- **Stated task**
Write out everything from the line containing "# point at: pedestrian" down to the end of the records, reproducing each line character for character.

++++

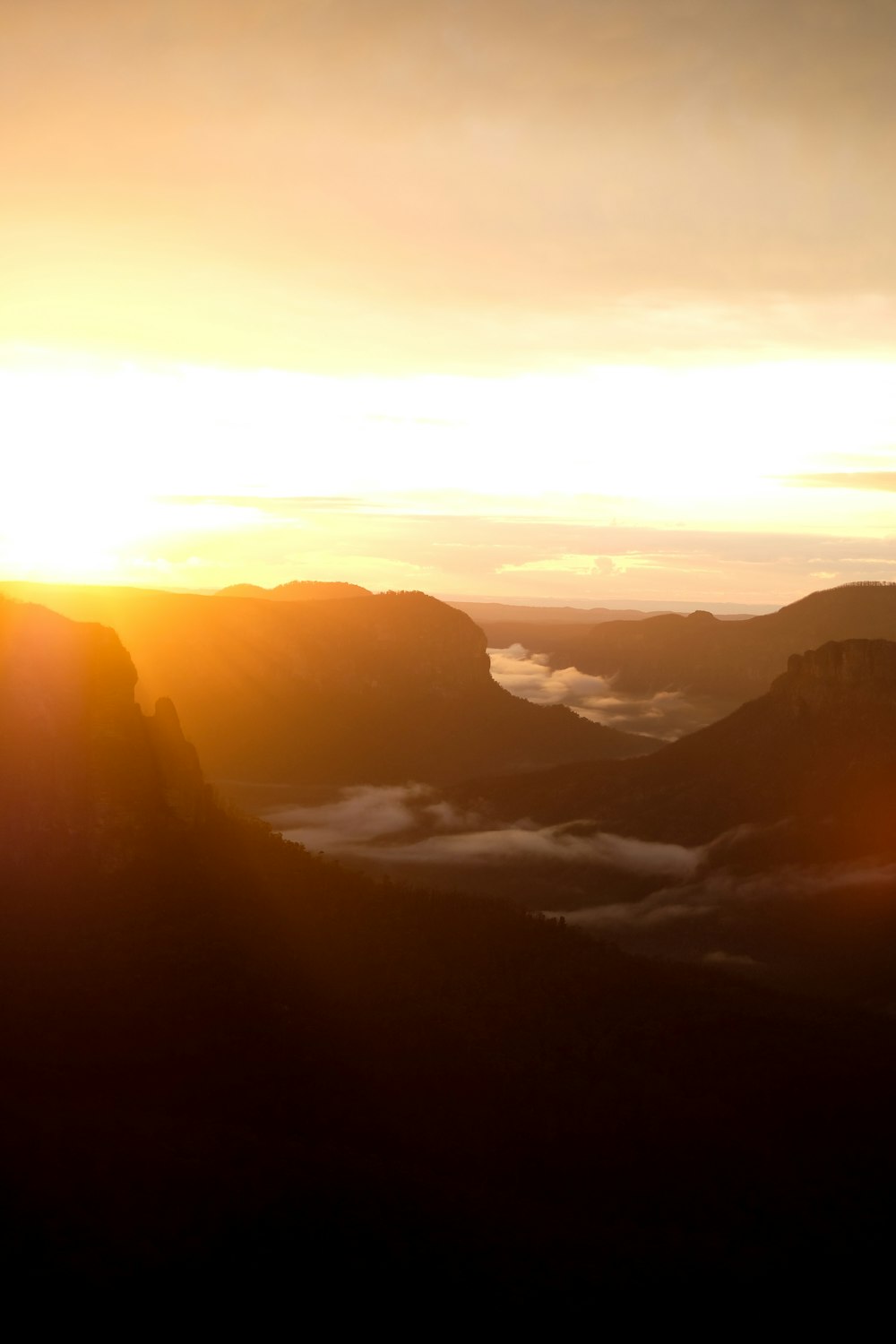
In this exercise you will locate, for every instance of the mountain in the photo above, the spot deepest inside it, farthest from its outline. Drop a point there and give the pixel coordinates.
(298, 590)
(821, 744)
(368, 688)
(547, 628)
(81, 766)
(729, 659)
(238, 1075)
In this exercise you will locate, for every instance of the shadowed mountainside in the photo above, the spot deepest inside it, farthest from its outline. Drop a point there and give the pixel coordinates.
(547, 628)
(734, 660)
(228, 1062)
(370, 688)
(821, 744)
(82, 769)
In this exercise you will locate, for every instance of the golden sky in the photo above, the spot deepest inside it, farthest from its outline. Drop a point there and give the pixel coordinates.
(538, 297)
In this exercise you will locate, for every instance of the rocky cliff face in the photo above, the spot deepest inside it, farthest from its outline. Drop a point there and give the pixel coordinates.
(728, 659)
(848, 674)
(81, 766)
(820, 746)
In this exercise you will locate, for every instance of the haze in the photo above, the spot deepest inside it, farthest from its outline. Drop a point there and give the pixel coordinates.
(551, 300)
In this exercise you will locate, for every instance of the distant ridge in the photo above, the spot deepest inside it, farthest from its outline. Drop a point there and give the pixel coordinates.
(818, 746)
(702, 655)
(370, 688)
(297, 590)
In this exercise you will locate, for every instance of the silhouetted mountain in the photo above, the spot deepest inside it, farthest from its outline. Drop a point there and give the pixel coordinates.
(298, 590)
(729, 659)
(81, 766)
(546, 629)
(241, 1075)
(365, 688)
(820, 745)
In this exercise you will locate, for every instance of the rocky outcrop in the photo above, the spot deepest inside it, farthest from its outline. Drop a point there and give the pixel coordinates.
(731, 660)
(363, 690)
(81, 766)
(818, 747)
(850, 672)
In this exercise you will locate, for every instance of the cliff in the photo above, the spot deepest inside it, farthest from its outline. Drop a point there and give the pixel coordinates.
(298, 590)
(820, 746)
(734, 660)
(81, 766)
(371, 688)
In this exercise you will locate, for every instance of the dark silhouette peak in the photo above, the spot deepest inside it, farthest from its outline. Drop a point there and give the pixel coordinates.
(82, 769)
(858, 669)
(297, 590)
(727, 660)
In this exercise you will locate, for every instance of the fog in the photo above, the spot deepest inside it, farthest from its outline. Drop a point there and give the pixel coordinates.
(668, 714)
(414, 824)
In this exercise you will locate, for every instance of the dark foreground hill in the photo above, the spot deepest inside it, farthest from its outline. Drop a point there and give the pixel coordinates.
(732, 660)
(368, 688)
(239, 1075)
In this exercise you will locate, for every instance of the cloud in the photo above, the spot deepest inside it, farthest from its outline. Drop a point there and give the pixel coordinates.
(365, 814)
(414, 824)
(668, 714)
(723, 890)
(548, 844)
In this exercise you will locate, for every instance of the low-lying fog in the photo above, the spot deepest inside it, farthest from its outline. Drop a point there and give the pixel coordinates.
(668, 714)
(748, 900)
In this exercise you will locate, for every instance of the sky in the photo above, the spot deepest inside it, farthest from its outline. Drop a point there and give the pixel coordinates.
(538, 298)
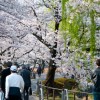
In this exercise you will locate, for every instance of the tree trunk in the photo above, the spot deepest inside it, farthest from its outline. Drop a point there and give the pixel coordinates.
(52, 66)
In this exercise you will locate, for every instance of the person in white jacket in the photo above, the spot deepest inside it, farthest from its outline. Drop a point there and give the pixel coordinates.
(14, 85)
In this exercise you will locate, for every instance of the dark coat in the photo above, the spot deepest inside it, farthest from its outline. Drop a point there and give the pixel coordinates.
(4, 73)
(96, 78)
(26, 74)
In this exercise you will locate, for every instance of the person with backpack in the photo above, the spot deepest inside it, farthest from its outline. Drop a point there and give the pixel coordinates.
(96, 80)
(26, 74)
(14, 85)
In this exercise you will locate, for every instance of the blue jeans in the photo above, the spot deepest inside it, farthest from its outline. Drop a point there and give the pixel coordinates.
(96, 95)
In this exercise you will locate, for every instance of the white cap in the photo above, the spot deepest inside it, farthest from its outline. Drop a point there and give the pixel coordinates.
(13, 68)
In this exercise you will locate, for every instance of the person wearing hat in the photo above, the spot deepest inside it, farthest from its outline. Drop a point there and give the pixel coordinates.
(14, 85)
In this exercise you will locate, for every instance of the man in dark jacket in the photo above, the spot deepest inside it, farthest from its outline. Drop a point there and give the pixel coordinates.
(5, 73)
(26, 74)
(96, 80)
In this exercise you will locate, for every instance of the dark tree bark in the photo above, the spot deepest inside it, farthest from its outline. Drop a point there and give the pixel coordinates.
(52, 66)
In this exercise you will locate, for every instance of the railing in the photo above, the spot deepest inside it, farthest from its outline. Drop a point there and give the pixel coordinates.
(50, 93)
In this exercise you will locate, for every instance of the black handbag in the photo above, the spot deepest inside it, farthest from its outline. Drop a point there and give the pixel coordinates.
(30, 91)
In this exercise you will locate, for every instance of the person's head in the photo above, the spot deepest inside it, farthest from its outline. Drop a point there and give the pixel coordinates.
(5, 64)
(13, 68)
(9, 64)
(98, 62)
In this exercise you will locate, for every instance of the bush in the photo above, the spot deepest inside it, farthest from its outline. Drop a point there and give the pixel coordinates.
(65, 83)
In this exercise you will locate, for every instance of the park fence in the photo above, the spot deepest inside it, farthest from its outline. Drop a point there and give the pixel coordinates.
(50, 93)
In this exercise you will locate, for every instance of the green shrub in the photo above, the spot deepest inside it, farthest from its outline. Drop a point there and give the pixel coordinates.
(65, 83)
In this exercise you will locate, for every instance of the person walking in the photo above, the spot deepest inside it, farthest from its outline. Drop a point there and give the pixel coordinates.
(4, 73)
(39, 70)
(14, 85)
(26, 74)
(96, 79)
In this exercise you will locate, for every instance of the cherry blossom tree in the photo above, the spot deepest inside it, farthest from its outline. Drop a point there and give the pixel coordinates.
(55, 31)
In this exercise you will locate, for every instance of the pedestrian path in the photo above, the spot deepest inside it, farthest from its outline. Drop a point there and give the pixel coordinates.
(33, 97)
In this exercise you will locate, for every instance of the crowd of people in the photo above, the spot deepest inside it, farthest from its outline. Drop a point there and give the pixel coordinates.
(15, 84)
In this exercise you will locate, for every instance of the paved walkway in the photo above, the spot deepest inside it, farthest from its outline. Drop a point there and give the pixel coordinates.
(33, 97)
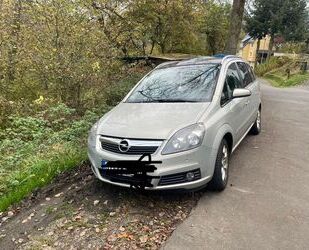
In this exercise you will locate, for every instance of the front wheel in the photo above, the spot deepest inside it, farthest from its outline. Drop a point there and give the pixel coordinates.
(221, 172)
(256, 128)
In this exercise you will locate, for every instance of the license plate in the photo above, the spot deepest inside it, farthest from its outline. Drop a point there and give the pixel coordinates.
(104, 163)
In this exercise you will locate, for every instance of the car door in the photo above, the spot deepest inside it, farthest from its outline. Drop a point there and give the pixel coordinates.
(248, 83)
(236, 113)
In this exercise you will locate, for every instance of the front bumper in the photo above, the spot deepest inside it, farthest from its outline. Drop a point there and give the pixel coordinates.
(197, 159)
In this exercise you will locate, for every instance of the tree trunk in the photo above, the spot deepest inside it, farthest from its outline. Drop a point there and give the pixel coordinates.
(270, 47)
(257, 52)
(235, 26)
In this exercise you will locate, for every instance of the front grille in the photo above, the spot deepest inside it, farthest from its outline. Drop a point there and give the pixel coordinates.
(178, 178)
(137, 147)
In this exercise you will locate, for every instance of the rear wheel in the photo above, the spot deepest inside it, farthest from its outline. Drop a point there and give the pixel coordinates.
(221, 172)
(256, 128)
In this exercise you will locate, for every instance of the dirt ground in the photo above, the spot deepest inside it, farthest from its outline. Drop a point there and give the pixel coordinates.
(78, 212)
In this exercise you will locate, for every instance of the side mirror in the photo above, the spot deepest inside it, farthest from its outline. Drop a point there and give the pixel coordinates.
(239, 93)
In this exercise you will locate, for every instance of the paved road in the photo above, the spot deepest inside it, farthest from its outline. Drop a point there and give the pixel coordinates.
(267, 204)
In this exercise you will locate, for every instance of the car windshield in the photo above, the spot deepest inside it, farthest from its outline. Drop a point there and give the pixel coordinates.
(194, 83)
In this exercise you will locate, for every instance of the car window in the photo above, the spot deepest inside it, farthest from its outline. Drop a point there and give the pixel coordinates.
(191, 83)
(245, 74)
(232, 81)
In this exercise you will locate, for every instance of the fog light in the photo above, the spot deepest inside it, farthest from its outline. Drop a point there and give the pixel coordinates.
(190, 176)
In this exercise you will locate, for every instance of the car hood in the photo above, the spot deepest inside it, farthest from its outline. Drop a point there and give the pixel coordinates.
(149, 120)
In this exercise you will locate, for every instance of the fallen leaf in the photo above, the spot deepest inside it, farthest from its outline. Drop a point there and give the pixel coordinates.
(58, 195)
(10, 214)
(96, 202)
(111, 238)
(143, 239)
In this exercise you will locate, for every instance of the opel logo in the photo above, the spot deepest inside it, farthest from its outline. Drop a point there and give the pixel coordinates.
(124, 146)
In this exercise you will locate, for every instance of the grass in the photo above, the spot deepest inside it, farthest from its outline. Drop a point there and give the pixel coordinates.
(42, 172)
(36, 148)
(278, 79)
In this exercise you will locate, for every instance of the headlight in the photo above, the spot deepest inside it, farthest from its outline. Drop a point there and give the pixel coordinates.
(185, 139)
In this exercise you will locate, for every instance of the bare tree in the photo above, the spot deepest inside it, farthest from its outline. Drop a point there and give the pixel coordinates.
(235, 26)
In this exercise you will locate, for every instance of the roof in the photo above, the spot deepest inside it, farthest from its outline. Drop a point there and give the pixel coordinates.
(217, 59)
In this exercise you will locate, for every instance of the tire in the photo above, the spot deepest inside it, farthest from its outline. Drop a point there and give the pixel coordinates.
(256, 128)
(221, 173)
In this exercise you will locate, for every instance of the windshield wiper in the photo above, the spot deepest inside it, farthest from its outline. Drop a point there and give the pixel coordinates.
(172, 100)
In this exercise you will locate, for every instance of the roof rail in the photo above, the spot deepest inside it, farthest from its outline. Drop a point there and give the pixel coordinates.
(230, 56)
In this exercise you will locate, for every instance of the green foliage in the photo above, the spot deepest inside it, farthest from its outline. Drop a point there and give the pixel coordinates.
(278, 79)
(285, 18)
(35, 148)
(271, 64)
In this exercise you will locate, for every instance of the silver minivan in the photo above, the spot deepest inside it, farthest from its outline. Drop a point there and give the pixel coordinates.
(177, 128)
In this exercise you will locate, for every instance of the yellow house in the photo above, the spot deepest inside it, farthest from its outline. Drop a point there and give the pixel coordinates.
(248, 49)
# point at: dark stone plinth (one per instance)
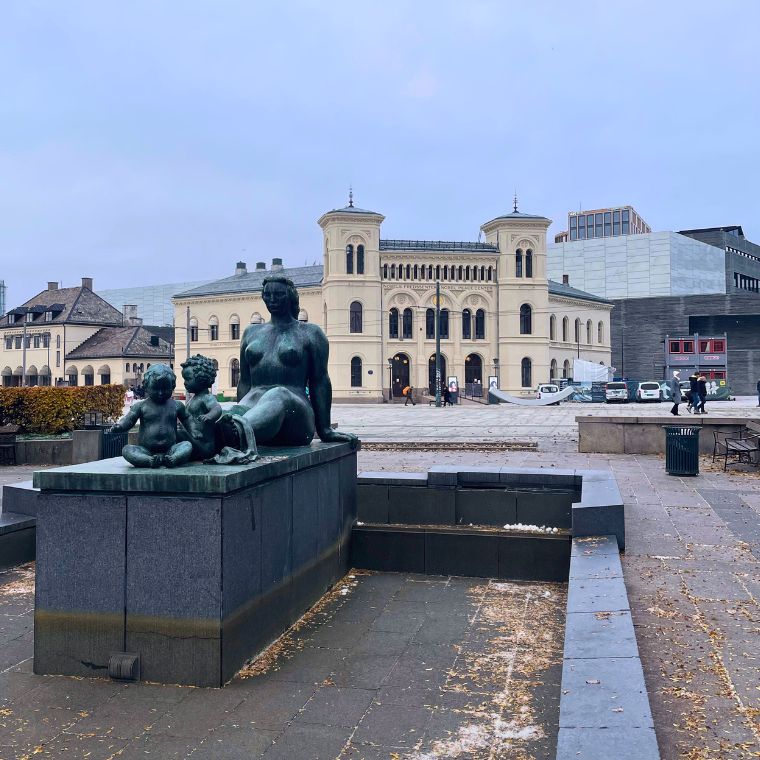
(194, 582)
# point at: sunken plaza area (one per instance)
(394, 665)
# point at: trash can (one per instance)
(682, 450)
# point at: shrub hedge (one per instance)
(57, 410)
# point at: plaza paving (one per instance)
(550, 427)
(395, 666)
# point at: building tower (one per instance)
(351, 295)
(523, 298)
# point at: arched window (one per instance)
(359, 259)
(356, 372)
(526, 319)
(393, 323)
(443, 327)
(480, 324)
(466, 324)
(406, 327)
(355, 317)
(526, 372)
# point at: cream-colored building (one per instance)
(71, 336)
(375, 298)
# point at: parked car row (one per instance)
(648, 390)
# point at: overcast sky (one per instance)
(147, 142)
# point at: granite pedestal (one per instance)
(194, 569)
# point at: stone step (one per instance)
(479, 552)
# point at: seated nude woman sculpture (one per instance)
(278, 360)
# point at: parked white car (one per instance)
(616, 392)
(649, 390)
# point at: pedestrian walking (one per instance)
(674, 384)
(702, 388)
(694, 399)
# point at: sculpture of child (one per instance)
(204, 410)
(157, 441)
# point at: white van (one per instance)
(649, 390)
(616, 392)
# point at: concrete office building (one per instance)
(742, 256)
(640, 266)
(153, 302)
(602, 222)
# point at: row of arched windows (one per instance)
(350, 259)
(528, 258)
(429, 272)
(578, 332)
(469, 321)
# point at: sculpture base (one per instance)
(194, 581)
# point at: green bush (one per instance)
(57, 410)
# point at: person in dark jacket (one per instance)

++++

- **Full answer**
# point at: pedestrian walking (one per instance)
(674, 384)
(702, 388)
(694, 399)
# point at: sculpture of child (one per instance)
(204, 410)
(157, 441)
# point at: white van (one per instance)
(649, 390)
(616, 392)
# point at: concrete office building (one per instance)
(742, 256)
(640, 266)
(153, 302)
(602, 222)
# point at: row of arched windows (one per instance)
(350, 259)
(528, 258)
(429, 272)
(578, 332)
(469, 321)
# point at: sculpture base (one per instance)
(194, 581)
# point at: green bush (one per instance)
(57, 410)
# point at: person in dark jacket (one per instance)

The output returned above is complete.